====== Given information ======

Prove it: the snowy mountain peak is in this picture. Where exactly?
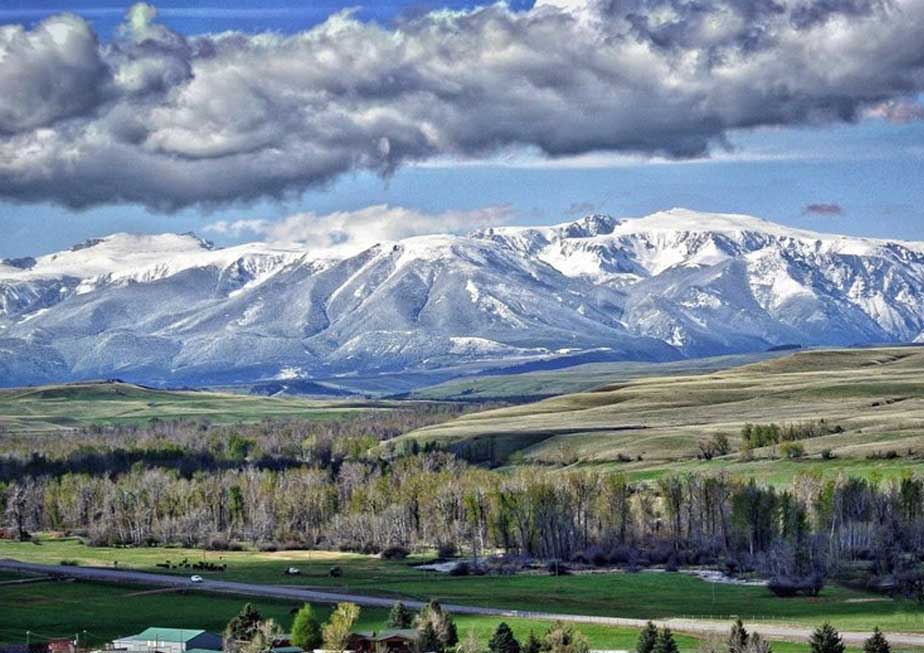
[0,209,924,385]
[620,208,808,237]
[561,213,620,238]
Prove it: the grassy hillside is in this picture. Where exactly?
[0,539,912,648]
[0,382,388,432]
[393,347,924,477]
[410,352,783,401]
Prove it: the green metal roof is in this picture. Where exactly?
[354,628,417,641]
[126,628,205,644]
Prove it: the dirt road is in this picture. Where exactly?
[0,559,924,651]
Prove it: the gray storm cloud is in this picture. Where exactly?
[0,0,924,210]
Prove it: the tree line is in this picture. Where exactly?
[224,600,891,653]
[0,452,924,595]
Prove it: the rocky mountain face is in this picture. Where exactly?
[0,209,924,386]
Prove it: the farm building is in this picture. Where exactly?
[112,628,222,653]
[347,628,418,653]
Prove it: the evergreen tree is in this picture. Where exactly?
[747,633,773,653]
[292,603,323,651]
[863,626,892,653]
[654,626,680,653]
[635,621,658,653]
[388,601,414,628]
[728,619,748,653]
[417,601,459,652]
[417,621,440,653]
[240,619,282,653]
[224,603,263,651]
[488,621,520,653]
[809,623,845,653]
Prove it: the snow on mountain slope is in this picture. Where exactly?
[0,209,924,385]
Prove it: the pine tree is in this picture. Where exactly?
[728,619,749,653]
[224,603,263,650]
[417,621,440,653]
[292,603,323,651]
[635,621,658,653]
[655,626,680,653]
[747,633,773,653]
[321,603,359,653]
[863,626,892,653]
[388,601,414,628]
[417,601,459,651]
[488,622,520,653]
[809,623,845,653]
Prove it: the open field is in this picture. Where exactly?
[393,347,924,477]
[0,383,392,432]
[0,540,924,632]
[410,352,786,401]
[0,582,760,653]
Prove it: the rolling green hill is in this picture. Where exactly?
[410,352,784,401]
[0,382,390,432]
[392,347,924,476]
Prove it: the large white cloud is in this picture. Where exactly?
[206,204,514,256]
[0,0,924,210]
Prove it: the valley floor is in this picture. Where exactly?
[0,539,924,653]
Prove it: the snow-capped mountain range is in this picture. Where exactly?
[0,209,924,386]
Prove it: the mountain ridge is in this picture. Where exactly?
[0,209,924,385]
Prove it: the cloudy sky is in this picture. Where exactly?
[0,0,924,257]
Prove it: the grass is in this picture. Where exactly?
[0,582,716,651]
[0,582,860,653]
[0,382,393,432]
[410,352,783,401]
[0,540,924,632]
[390,347,924,481]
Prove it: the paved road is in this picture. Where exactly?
[0,559,924,651]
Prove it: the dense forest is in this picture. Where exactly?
[0,409,924,596]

======

▶ _Task description_: Please reproduce all the lines above verbatim, leaving out the picture.

▶ _Task result_:
Prove it: the snowy mountain peak is in this picture. Where exactly?
[0,209,924,385]
[620,208,808,237]
[561,213,620,238]
Prove it: the grassy hillside is in this picture. Where exactly?
[0,539,912,648]
[0,382,388,432]
[393,347,924,477]
[410,352,783,401]
Prove it: the green metal roof is in this picture. Where exactly?
[354,628,417,641]
[126,628,205,644]
Prove it: the dirt road is in this picture. Where exactly?
[0,559,924,651]
Prove it: the gray storm cloud is in this picture. Where exactly?
[0,0,924,210]
Prove it: the tree line is in this picture. Where exactly?
[224,600,891,653]
[0,452,924,595]
Prove it: the rocky mountain face is in this picture. Where exactly?
[0,209,924,386]
Prove it: the farm building is in this picture. Where exactly?
[112,628,222,653]
[347,628,418,653]
Prove it: the evergreen tree is in this picture. Where exactly?
[747,633,773,653]
[292,603,323,651]
[863,626,892,653]
[654,626,680,653]
[635,621,658,653]
[388,601,414,628]
[728,619,748,653]
[417,601,459,652]
[417,621,440,653]
[240,619,282,653]
[224,603,263,651]
[488,621,520,653]
[809,623,845,653]
Prove it: the snow on mountain slope is in this picture. Where exactly?
[0,209,924,385]
Prove it: the pine tree is in this picture. Where exactly?
[728,619,749,653]
[224,603,263,650]
[417,621,440,653]
[292,603,323,651]
[635,621,658,653]
[655,626,680,653]
[747,633,773,653]
[321,603,359,653]
[863,626,892,653]
[388,601,414,628]
[417,601,459,651]
[488,622,520,653]
[809,623,845,653]
Prove it: the open field is in this picture. Where exactly?
[393,347,924,477]
[0,383,392,432]
[0,540,924,632]
[410,352,786,401]
[0,582,760,653]
Prove it: the rolling green hill is in this picture. Where exactly?
[410,352,784,401]
[0,382,390,432]
[392,347,924,476]
Prove it: the large white cloud is in this picture. Where exactly?
[206,204,514,256]
[0,0,924,210]
Prove it: the valley floor is in this picture. Where exactly?
[0,539,924,653]
Prove it: the snow-capped mountain range is in this picture. Where exactly?
[0,209,924,386]
Prove it: the mountain ridge is in this picture. Where exactly?
[0,209,924,385]
Prove it: the cloudy sky is in this picture. Where exactly?
[0,0,924,257]
Prove it: the grass is in this picture. Where exactly?
[0,582,716,651]
[0,582,860,653]
[0,382,393,432]
[410,352,783,401]
[0,540,924,632]
[390,347,924,481]
Prove it: the paved road is in this picture. Where exactly?
[0,559,924,651]
Prove it: the dense forest is in this picture. Where exactly?
[0,409,924,596]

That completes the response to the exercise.